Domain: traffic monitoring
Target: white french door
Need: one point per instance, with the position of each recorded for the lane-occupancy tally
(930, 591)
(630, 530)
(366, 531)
──────────
Task: Lay out the rows above as a two-column CSV with the headers input and output. Give one line per row, with its text and its answer each in one quoted field and line breaks replaced by spaces.

The answer:
input,output
"Domain: traffic monitoring Target: white french door Need: one point per instance, with the position of each recorded for the lane-occupancy tally","(930, 591) (630, 530) (366, 531)"